Текст:
************

Добавить в цитаты Настройки чтения

Страница 38 из 65

Долженъ отдать справедливость рабочимъ, что они держали себя хорошо.

Все протекало мирно, но положенiе мое было все же въ высшей степени щекотливое. Стало оно и траги-комическимъ, когда я убѣдился, что въ циркѣ на спектакль и мнѣ самому никакъ нельзя протиснуться черезъ толпу. Кто же пѣть будетъ? Что дѣлать?

Къ счастью, отель Континенталь, въ которомъ я жилъ, прилегалъ стеной къ цирку. И вотъ я и покойный мой аккомпанiаторъ Арсенiй Николаевичъ Корещенко, открывъ окно въ корридорѣ гостинницы, по карнизу и водосточной трубе спустились на крышу цирка. Этимъ задача, однако, не была рѣшена. Въ самый циркъ можно было намъ проникнуть только тѣмъ же акробатическимъ способомъ черезъ пробитое въ крышѣ окно. Это мы и сдѣлали.

Что было на улицахъ, я не знаю. Знаю только, что циркъ былъ такъ набитъ народомъ, что зрѣлище принимало подавляющiй и пугающiй характеръ. Естественно, конечно, что концертъ начался позже, чѣмъ было назначено.

Подъ оглушительный шумъ рукоплесканiй я вышелъ на эстраду — овацiя длилась нѣсколько минутъ. Когда оказалось возможнымъ говорить, я обратился къ публикѣ съ нѣсколькими словами. Я напомнилъ, что за этотъ вечеръ, который я устроилъ съ особымъ удовольствiемъ, отвѣчаю передъ всѣми я. Что бы на немъ ни случилось, отвѣтственность ляжетъ на меня, ибо по моей просьбѣ уважаемые мною и благородные люди разрѣшили его. Нѣтъ даже нарядовъ полицiи. Отвѣтственность за порядокъ лежитъ на васъ, господа!

Громогласное «ура!» было отвѣтомъ на мое обращенiе. И я началъ концертъ.

«Духовной жаждою томимъ», — запѣлъ я, и съ этого момента — я думаю всѣ, а я въ особенности — почувствовали какое то новое дыханiе жизни.

************

Исходные данные:
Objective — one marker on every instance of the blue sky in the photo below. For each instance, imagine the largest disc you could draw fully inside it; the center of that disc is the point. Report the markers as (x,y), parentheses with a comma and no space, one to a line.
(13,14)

************

Задания:
a - Как звали аккомпаниатора, упомянутого в отрывке о концерте в цирке?
b - Перепишите из отрывка о концерте в цирке фрагмент от «Что было на» до «я началъ концертъ.».
c - Напишите продолжение отрывка о концерте в цирке, начиная сразу после его последней фразы.
Строки здесь никак не используются.

Ответы:
a - Арсенiй Николаевичъ Корещенко.

b -
Что было на улицахъ, я не знаю. Знаю только, что циркъ былъ такъ набитъ народомъ, что зрѣлище принимало подавляющiй и пугающiй характеръ. Естественно, конечно, что концертъ начался позже, чѣмъ было назначено.

Подъ оглушительный шумъ рукоплесканiй я вышелъ на эстраду — овацiя длилась нѣсколько минутъ. Когда оказалось возможнымъ говорить, я обратился къ публикѣ съ нѣсколькими словами. Я напомнилъ, что за этотъ вечеръ, который я устроилъ съ особымъ удовольствiемъ, отвѣчаю передъ всѣми я. Что бы на немъ ни случилось, отвѣтственность ляжетъ на меня, ибо по моей просьбѣ уважаемые мною и благородные люди разрѣшили его. Нѣтъ даже нарядовъ полицiи. Отвѣтственность за порядокъ лежитъ на васъ, господа!

Громогласное «ура!» было отвѣтомъ на мое обращенiе. И я началъ концертъ.

c -
Въ теченiе концерта, въ перерывахъ между одной пѣсней и другой, во время «биссовъ», я много разъ слышалъ возгласы то съ той, то съ другой стороны. Какiя то дѣвицы кричали мнѣ, «Варшавянку!» Какiе то хриплые голоса настаивали: «Интернацiоналъ!». Но — говорю это совершенно искренне — этихъ революцiонныхъ пѣсенъ я въ ту пору не зналъ. До сихъ поръ не знаю, что такое «Варшавянка», и только недавно, но за то очень хорошо, узналъ, что такое «Интернацiоналъ». Но еще съ юныхъ лѣтъ, съ озера Кабана въ городѣ Казани, я зналъ, что существуетъ рабочая пѣсня — «Дубинушка» — что поется она съ сопровожденiемъ хора, и что только куплеты поетъ солистъ — не солистъ Его Величества, конечно… И на просьбы рабочей публики мнѣ казалось самымъ подходящнмъ спѣть именно эту пѣсню. И я сказалъ, что знаю «Дубинушку», могу ее спѣть, если вы ее мнѣ подтянете. Снова вавилонское «ура!», и я запеваю:

— Эй, дубинушка, ухнемъ! — подхватили 5000 голосовъ, и я, какъ на Пасхѣ у заутрени, отдѣлился отъ земли. Я не знаю, что звучало въ этой пѣсне, — революцiя пли пламенный призывъ къ бодрости, прославленiе труда, человѣческаго счастья и свободы. Не знаю. Я въ экстазѣ только пѣлъ, а что за этимъ слѣдуетъ, — рай или адъ — я и не думалъ. Такъ изъ гнѣзда вылетаетъ могучая, сильная, бѣлая птица и летитъ высоко за облака. — Конечно, всѣ дубины, который подымаются «на господъ и бояръ», — я ихъ въ рукѣ не держалъ, ни въ прямомъ, ни въ переносномъ смыслѣ. А конца гнета я желалъ, а свободу я любилъ и тогда, какъ люблю теперь.

Много лѣтъ прошло съ тѣхъ поръ, а этоть вечеръ запомнилъ, на всю жизнь запомнилъ. Удался онъ на славу. Рабочiе послѣ концерта разошлись домой мирно, какъ ученики, попарно. А о «Дубинушкѣ» стали, конечно, говорить различно. Главнымъ образомъ, меня немедленно зачислили въ крайнiе революцiонеры.

Отъ проданныхъ билетовъ очистилось сверхъ всѣхъ расходовъ, кажется, 3000 рублей, и эти деньги черезъ посредство поэта Лоло-Мунштейна, кiевлянина, я отдалъ отъ моего имени рабочимъ.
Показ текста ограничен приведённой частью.